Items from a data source

Content starts

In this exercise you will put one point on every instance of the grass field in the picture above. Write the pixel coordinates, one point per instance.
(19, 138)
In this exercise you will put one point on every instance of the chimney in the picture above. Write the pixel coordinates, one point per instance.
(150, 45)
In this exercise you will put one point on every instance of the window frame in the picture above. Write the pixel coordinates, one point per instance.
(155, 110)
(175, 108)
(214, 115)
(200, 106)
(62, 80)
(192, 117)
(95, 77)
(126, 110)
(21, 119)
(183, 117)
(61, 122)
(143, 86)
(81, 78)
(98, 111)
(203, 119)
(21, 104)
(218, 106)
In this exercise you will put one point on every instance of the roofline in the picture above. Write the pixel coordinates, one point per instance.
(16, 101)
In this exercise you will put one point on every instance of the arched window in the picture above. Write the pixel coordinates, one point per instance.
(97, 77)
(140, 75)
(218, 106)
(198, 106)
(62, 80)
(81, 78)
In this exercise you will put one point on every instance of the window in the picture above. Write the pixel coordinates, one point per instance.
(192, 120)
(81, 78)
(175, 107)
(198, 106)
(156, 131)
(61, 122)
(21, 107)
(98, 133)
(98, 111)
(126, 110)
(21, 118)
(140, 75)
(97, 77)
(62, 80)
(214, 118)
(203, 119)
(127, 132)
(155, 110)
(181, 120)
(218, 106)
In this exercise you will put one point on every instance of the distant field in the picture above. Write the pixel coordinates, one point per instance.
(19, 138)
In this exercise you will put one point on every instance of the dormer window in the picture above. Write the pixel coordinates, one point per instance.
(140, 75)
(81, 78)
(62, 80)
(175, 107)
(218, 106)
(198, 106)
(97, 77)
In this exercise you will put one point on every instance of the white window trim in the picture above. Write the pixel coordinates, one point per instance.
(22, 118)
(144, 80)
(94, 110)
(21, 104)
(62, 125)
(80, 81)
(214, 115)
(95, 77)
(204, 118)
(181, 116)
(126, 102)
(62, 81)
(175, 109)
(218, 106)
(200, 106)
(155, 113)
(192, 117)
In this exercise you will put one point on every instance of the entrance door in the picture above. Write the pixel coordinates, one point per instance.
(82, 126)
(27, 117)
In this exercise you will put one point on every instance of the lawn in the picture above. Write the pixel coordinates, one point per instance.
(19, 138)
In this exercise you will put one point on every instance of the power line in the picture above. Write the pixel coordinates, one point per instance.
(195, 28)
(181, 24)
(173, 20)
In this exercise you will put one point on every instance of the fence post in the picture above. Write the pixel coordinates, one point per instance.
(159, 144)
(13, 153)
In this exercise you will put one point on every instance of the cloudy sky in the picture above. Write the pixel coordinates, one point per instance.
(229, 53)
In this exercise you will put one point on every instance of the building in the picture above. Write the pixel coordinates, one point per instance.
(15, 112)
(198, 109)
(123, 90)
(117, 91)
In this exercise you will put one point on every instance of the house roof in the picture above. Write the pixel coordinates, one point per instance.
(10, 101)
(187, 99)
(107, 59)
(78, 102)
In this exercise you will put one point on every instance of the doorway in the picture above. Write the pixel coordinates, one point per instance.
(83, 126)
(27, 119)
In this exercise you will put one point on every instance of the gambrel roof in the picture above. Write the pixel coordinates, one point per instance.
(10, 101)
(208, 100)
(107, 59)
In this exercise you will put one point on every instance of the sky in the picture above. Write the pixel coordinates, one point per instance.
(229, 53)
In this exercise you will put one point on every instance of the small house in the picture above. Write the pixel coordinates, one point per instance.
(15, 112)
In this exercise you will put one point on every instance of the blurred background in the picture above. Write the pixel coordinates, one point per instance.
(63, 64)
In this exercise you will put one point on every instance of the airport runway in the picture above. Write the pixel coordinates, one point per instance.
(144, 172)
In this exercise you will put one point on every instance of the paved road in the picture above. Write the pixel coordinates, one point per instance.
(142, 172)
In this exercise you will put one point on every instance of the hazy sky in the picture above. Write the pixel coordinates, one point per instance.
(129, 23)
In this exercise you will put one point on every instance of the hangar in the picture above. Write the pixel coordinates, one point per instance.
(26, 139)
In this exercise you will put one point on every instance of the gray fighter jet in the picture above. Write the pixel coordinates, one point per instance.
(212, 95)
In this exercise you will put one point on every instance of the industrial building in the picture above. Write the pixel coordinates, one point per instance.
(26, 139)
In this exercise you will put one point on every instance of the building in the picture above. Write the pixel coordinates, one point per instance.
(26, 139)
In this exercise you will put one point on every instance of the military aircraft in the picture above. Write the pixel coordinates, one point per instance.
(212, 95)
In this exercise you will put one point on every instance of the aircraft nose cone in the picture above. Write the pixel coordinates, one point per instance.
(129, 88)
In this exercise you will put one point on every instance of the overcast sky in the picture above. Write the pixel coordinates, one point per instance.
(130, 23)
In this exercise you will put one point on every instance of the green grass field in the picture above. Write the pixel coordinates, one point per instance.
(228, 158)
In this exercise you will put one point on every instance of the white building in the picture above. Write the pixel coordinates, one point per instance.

Content ends

WHAT THE TASK ASKS -
Without omitting any record, transcribe the data exactly.

SOLUTION FOR THIS PROBLEM -
In this exercise you will put one point on every instance of the grass field in the picture above. Write the pixel coordinates, one point per instance.
(19, 138)
In this exercise you will put one point on every instance of the chimney in the picture above. Write the pixel coordinates, one point per instance.
(150, 45)
In this exercise you will put one point on every instance of the window frame in the picture above. Write the pixel coordinates, one point per instance.
(155, 110)
(175, 108)
(214, 115)
(200, 106)
(62, 80)
(192, 117)
(95, 77)
(126, 110)
(21, 119)
(183, 117)
(61, 122)
(143, 86)
(81, 78)
(98, 111)
(203, 119)
(21, 104)
(218, 106)
In this exercise you will put one point on every instance of the roofline in the picture above. Write the pixel coordinates, one point per instance.
(16, 101)
In this exercise you will put one point on every instance of the arched window in the picture above. Write the pixel coordinates, one point per instance.
(97, 77)
(140, 75)
(218, 106)
(198, 106)
(62, 80)
(81, 78)
In this exercise you will put one point on every instance of the window in the picture above. Write the pixel coordinates, one point per instance.
(192, 120)
(81, 78)
(175, 107)
(198, 106)
(156, 131)
(61, 122)
(21, 107)
(98, 133)
(98, 111)
(126, 110)
(21, 118)
(140, 75)
(97, 77)
(62, 80)
(214, 118)
(203, 119)
(127, 132)
(155, 110)
(181, 120)
(218, 106)
In this exercise you will put one point on every instance of the distant field in the picture above. Write the pixel coordinates, one point per instance.
(19, 138)
In this exercise you will put one point on every instance of the dormer window in the picture above. Write the pixel coordinates, one point per instance.
(140, 75)
(81, 78)
(62, 80)
(175, 107)
(218, 106)
(198, 106)
(97, 77)
In this exercise you will put one point on every instance of the white window trim in the picture above. Write the pixel coordinates, one point per instance.
(22, 118)
(144, 80)
(94, 110)
(21, 104)
(62, 125)
(80, 81)
(214, 115)
(95, 77)
(204, 118)
(181, 116)
(126, 102)
(62, 81)
(175, 109)
(218, 106)
(200, 106)
(155, 113)
(192, 117)
In this exercise you will put one point on every instance of the entrance door in the picture above. Write the pixel coordinates, one point per instance.
(82, 126)
(27, 117)
In this exercise you will put one point on every instance of the lawn in the picture above. Write the pixel coordinates, one point per instance.
(19, 138)
In this exercise you will put one point on every instance of the power line in the picture above. Write the pixel coordinates, one point per instance.
(195, 28)
(181, 24)
(173, 20)
In this exercise you will put one point on every instance of the fence post in the picture above. Write the pixel coordinates, one point per instance.
(159, 144)
(13, 153)
In this exercise you will put one point on every instance of the cloudy sky in the picture above. Write the pixel coordinates, one point per instance.
(229, 53)
In this exercise you will put one point on every instance of the building in the picture above. Write the pixel coordinates, one point per instance.
(15, 112)
(198, 109)
(123, 90)
(117, 91)
In this exercise you will put one point on every instance of the house roof in the picture above. Write the pixel coordinates, one point per instance.
(10, 101)
(187, 99)
(107, 59)
(78, 102)
In this exercise you will put one point on every instance of the doorway in the picture above. Write the pixel coordinates, one point per instance.
(83, 126)
(27, 119)
In this exercise you will put one point on every instance of the gambrel roof in the picture above. Write the pixel coordinates, one point per instance.
(10, 101)
(208, 100)
(107, 59)
In this exercise you will put one point on every instance of the sky in the picture above. Write the pixel coordinates, one point per instance.
(229, 53)
In this exercise you will put one point on every instance of the small house in the picture above. Write the pixel coordinates, one point per instance.
(15, 112)
In this exercise you will put one point on every instance of the blurred background in the picture above. Write the pixel coordinates, one point per instance.
(63, 64)
In this exercise you will put one point on every instance of the airport runway in the picture above. Write the pixel coordinates, one point per instance.
(144, 172)
In this exercise you will put one point on every instance of the paved road in the picture above. Write the pixel coordinates, one point per instance.
(142, 172)
In this exercise you will put one point on every instance of the hazy sky in the picture above. Write the pixel coordinates, one point per instance.
(129, 23)
In this exercise you will put one point on every instance of the hangar in the picture above. Write the pixel coordinates, one point per instance.
(26, 139)
In this exercise you will put one point on every instance of the gray fighter jet in the picture above. Write the pixel coordinates, one point per instance.
(212, 95)
In this exercise you will put one point on every instance of the industrial building in the picture above. Write the pixel coordinates, one point per instance.
(26, 139)
In this exercise you will put one point on every instance of the building in the picture above. Write the pixel coordinates, one point per instance.
(26, 139)
In this exercise you will put one point on every instance of the military aircraft in the picture above. Write the pixel coordinates, one point per instance.
(212, 95)
In this exercise you will put one point on every instance of the aircraft nose cone in the picture above. Write the pixel coordinates, one point per instance.
(129, 88)
In this exercise you will put one point on every instance of the overcast sky in the picture above. Write the pixel coordinates, one point per instance.
(130, 23)
In this exercise you will put one point on every instance of the green grass field in the picture above. Write the pixel coordinates, one point per instance.
(228, 158)
In this exercise you will put one point on every instance of the white building in the picture above. Write the pixel coordinates, one point per instance.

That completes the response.